Classic or trendy? Ready, set, go

 

Classic, nice. I don't dig the super wide peak lapels, but I am a narrow guy.

 

J

post #24317 of 33197
Quote:
Originally Posted by J011yroger View Post
 

 

Classic, nice. I don't dig the super wide peak lapels, but I am a narrow guy.

 

J

 

They aren't super wide, just wider than usual.  I am pretty sure they are 4", which is only half an inch wider than standard.  They could be 4.5" but I don't think so.  My morning coat has wider lapels; I was really surprised how well they worked on my frame.  I wouldn't order them that size unless it was my third or fourth dinner jacket, though.

post #24318 of 33197
Quote:
Originally Posted by ImTheGroom View Post

They aren't super wide, just wider than usual.  I am pretty sure they are 4", which is only half an inch wider than standard.  They could be 4.5" but I don't think so.  My morning coat has wider lapels; I was really surprised how well they worked on my frame.  I wouldn't order them that size unless it was my third or fourth dinner jacket, though.

I am a 40l, 32" waist and have 3 dinner jackets, just haven't found a double breasted or wide lapel one that looks good on me, I feel like it monopolizes the entire torso.

I'm looking for a midnight peak lapel DJ, but am kind of torn as to lapel width.

I think the 4" is great if you are a big dude and wear a 46"+ jacket.

J
post #24319 of 33197
Quote:
Originally Posted by J011yroger View Post

What would you wear to see a play when black-tie would be major overkill? Double duty for dinner on the town later. 

Am I right that a charcoal/grey/navy pinstripe suit would look like I just came from work?

J
Too many variables to make any kind of guess -- but personally, I avoid pinstripes unless it's daytime and non-interview business is being discussed.
post #24320 of 33197
Quote:
Originally Posted by Dingusberry View Post

And could you please suggest a couple brands that make jackets without working cuffs?
I recall you asking much the same question a few weeks ago, to which I replied that the vast majority of brands do not include working cuffs on their jackets. But perhaps I should have elaborated somewhat.
• • •
### Work to complete
1. Give each distinct username that appears after "Originally Posted by" in the menswear forum thread.
2. Resume the menswear forum thread, carrying on directly after its final sentence.
These rows come from a source separate from the menswear forum thread.

Excerpts from a point labeling dataset
• • •
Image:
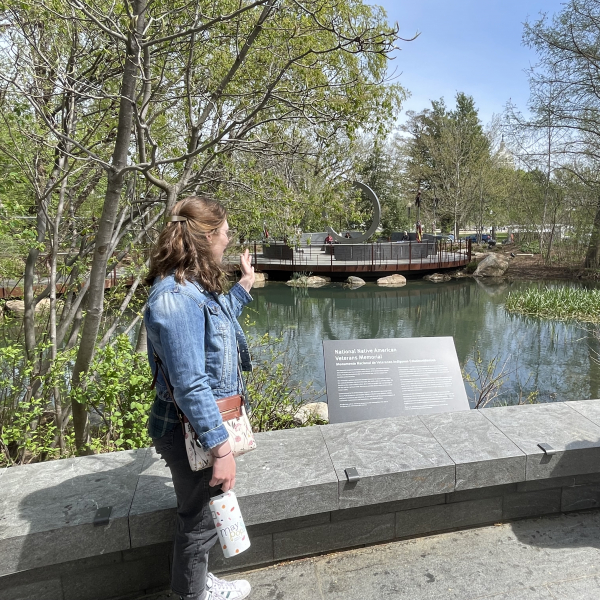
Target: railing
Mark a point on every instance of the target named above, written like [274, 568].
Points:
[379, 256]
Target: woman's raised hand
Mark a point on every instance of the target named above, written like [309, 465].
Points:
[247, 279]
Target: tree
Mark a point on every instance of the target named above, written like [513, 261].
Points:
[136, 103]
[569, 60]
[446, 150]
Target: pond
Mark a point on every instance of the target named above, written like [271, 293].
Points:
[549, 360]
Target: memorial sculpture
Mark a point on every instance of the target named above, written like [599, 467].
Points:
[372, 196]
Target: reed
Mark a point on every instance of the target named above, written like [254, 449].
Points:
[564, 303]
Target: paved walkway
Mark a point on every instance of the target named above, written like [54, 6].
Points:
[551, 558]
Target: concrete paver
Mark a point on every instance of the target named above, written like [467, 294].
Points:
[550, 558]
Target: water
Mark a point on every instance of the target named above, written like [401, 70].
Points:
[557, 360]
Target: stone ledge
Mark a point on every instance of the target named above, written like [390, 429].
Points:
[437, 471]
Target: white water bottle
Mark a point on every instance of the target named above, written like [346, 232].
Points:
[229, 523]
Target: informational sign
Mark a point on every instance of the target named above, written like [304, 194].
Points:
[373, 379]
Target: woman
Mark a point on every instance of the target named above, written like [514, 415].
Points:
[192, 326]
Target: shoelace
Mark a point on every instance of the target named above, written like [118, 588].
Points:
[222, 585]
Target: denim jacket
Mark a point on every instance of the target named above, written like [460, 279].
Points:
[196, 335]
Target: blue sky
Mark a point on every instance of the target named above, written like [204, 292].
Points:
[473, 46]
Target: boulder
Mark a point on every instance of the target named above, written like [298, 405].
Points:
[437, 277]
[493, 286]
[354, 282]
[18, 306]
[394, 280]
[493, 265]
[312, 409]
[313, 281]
• • •
### Solved tasks
1. J011yroger, ImTheGroom, Dingusberry

2.
The overwhelming majority of suit jackets and sport coats do not feature working cuffs. Indeed, one could quite possibly go to a typical menswear store, or the suit department of a good department store, and find that jackets and suit jackets with working cuffs are outnumbered literally 100-1 by their non-working cuff counterparts.

One reason for this is fairly simple - In buying an off-the-rack (OTR, sometimes known as ready to wear, or RTW) suit or jacket, having the sleeve length altered is an extremely common thing. And it is much easier and less expensive to get the sleeves shortened somewhat when there are not working cuffs at the end of the sleeve.

Historically, working cuffs have been a feature of higher end, bespoke suits and jackets. Obviously, if one's clothes are custom tailored the sleeve length will already be correct, so the presence of working cuffs poses no great problem on that count. To this day, if one is buying a bespoke or even a made-to-measure suit or jacket, working cuffs will often be an option.

Because of this association working cuffs have with high end, custom tailored suits and jackets, some OTR brands will occasionally include the feature, at least some of the better OTR brands will, or even some of the not particularly better brands will on some of their more expensive or deluxe lines.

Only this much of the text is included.